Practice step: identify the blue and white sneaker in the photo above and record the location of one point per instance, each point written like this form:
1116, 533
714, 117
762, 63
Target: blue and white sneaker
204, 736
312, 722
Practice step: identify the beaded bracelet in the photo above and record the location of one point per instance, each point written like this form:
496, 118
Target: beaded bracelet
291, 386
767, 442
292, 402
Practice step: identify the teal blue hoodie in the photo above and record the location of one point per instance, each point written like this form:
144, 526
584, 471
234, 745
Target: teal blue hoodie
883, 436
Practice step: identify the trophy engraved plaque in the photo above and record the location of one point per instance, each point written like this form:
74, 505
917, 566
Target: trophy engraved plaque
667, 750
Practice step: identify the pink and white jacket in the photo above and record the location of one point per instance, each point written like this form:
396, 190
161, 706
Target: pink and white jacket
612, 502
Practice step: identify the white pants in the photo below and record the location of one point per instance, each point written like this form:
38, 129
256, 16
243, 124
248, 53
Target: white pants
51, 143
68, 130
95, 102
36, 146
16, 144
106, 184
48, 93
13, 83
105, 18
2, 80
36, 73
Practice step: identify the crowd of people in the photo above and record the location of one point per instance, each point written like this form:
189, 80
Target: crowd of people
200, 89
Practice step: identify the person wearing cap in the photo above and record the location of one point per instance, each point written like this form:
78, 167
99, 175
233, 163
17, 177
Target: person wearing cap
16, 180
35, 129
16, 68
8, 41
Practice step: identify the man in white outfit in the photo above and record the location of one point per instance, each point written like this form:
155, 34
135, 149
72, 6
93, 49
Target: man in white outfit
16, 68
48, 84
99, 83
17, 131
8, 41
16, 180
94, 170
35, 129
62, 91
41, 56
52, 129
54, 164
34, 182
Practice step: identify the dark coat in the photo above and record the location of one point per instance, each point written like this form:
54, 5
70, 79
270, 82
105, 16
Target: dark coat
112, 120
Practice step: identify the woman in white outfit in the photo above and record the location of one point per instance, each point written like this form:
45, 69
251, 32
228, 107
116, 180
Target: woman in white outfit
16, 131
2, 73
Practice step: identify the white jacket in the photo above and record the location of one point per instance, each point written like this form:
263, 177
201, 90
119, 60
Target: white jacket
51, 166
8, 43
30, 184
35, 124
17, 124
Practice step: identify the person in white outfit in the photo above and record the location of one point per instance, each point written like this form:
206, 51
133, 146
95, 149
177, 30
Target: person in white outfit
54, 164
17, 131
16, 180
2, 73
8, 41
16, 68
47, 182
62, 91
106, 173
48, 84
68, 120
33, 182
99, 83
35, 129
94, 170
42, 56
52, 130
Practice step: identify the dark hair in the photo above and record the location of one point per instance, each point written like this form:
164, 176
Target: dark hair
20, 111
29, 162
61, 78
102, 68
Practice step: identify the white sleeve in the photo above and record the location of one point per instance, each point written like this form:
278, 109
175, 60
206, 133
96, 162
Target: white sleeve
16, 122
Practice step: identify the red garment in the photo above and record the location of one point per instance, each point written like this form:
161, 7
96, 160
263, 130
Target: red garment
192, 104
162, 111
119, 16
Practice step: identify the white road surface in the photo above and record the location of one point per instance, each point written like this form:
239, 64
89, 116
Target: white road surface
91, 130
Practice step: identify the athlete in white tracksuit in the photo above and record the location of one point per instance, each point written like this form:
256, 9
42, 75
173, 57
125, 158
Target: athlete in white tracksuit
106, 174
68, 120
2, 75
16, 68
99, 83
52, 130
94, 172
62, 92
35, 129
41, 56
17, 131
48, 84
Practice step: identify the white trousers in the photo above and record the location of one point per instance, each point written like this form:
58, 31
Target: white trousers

# Exercise
Repeat the data precisely, line by line.

# The reply
Practice step: identify the blue and white sneaker in the photo above and record the location of one point per instance, each point written like this form:
1116, 533
714, 117
762, 63
Target: blue and white sneaker
204, 736
312, 722
Practice step: identify the beaded bracelet in the photo above and record the location of one point per instance, each point written like this form:
496, 118
Target: beaded bracelet
291, 386
767, 442
292, 402
Practice step: identify the teal blue hoodie in the photo above and record the location of one point per instance, each point written like this form:
144, 526
584, 471
234, 745
Target: teal blue hoodie
883, 436
Practice step: identify the trophy engraved plaque in the photo above and record the location of one point per instance, each point written like this form:
74, 505
917, 566
Target: trophy engraved plaque
667, 750
Practice step: identify the pink and white jacket in the photo above and record the location of one point per instance, each point written like this form:
396, 190
161, 706
Target: pink and white jacket
612, 502
Practice step: identify the white pants in the photo below and record the location of one point per instance, each point written like this form:
38, 129
256, 16
243, 124
248, 53
Target: white pants
51, 143
68, 130
95, 102
36, 146
16, 144
106, 184
48, 93
13, 83
105, 18
2, 80
36, 73
Practice step: identify the crowd of people in the photo above and record the location of one point per instance, each point written like this form:
189, 80
Target: crowd of people
200, 89
Practice step: identify the person wearing cap in the photo above and record the location of one point per instance, each point written like this form:
78, 167
99, 175
233, 163
17, 177
Target: person wearing cap
16, 180
35, 129
16, 68
8, 41
Practice step: identify the man in white outfit in the photo above and record the location of one point per instance, each point written like this form:
155, 34
135, 149
72, 6
93, 49
Target: man in white outfit
16, 68
48, 84
99, 83
17, 131
8, 41
16, 180
94, 170
35, 129
62, 91
41, 56
52, 129
54, 164
34, 182
Practice step: identify the dark coat in the photo above and record the location of one point per instance, each point written like this form:
54, 5
70, 79
270, 82
105, 16
Target: dark coat
112, 120
Practice step: identify the woman in white outfit in the photo above and record the location of one point per instance, each point written like this form:
45, 69
251, 32
228, 107
116, 180
Target: woman in white outfit
16, 131
2, 73
Practice step: identify the white jacket in the photo above and record the location of one point per instance, each point written like this form:
263, 177
201, 90
119, 60
Target: white jacket
51, 166
8, 43
30, 184
35, 124
17, 124
Practice step: identify the person in white outfit in the photo above and record the location of one point per instance, each point written like this form:
206, 51
133, 146
95, 149
177, 30
Target: person in white outfit
54, 164
17, 131
16, 180
2, 73
8, 41
16, 68
47, 182
62, 91
106, 173
48, 84
68, 120
33, 182
99, 83
35, 129
94, 170
42, 56
52, 130
Practice step: identify the dark hair in the photo above and record the location of one point per instance, each point written like this form:
164, 176
Target: dark hair
20, 111
29, 162
61, 78
102, 68
Practice step: identify the white sleeve in the photo above and record the location of one point per instance, each point written like this form:
278, 109
175, 60
206, 133
96, 162
Target: white sleeve
16, 122
Practice step: identify the red garment in the photo above and record the location of one point per instance, each point written like this form:
161, 7
96, 160
263, 130
Target: red garment
192, 104
162, 111
119, 16
Practice step: identify the white road surface in the photo above and record the location of one point per instance, each point written like this form:
239, 64
89, 116
Target: white road surface
91, 130
Practice step: identify the athlete in white tracksuit in the photo above and record the location of one point per instance, each point written like this form:
256, 9
42, 75
173, 57
125, 158
Target: athlete in white tracksuit
106, 174
68, 120
2, 75
16, 68
99, 83
52, 130
94, 172
62, 92
35, 129
41, 56
17, 131
48, 84
Practice step: identify the white trousers in the photo above and record the location of one point per instance, each point written like this form:
58, 31
Target: white trousers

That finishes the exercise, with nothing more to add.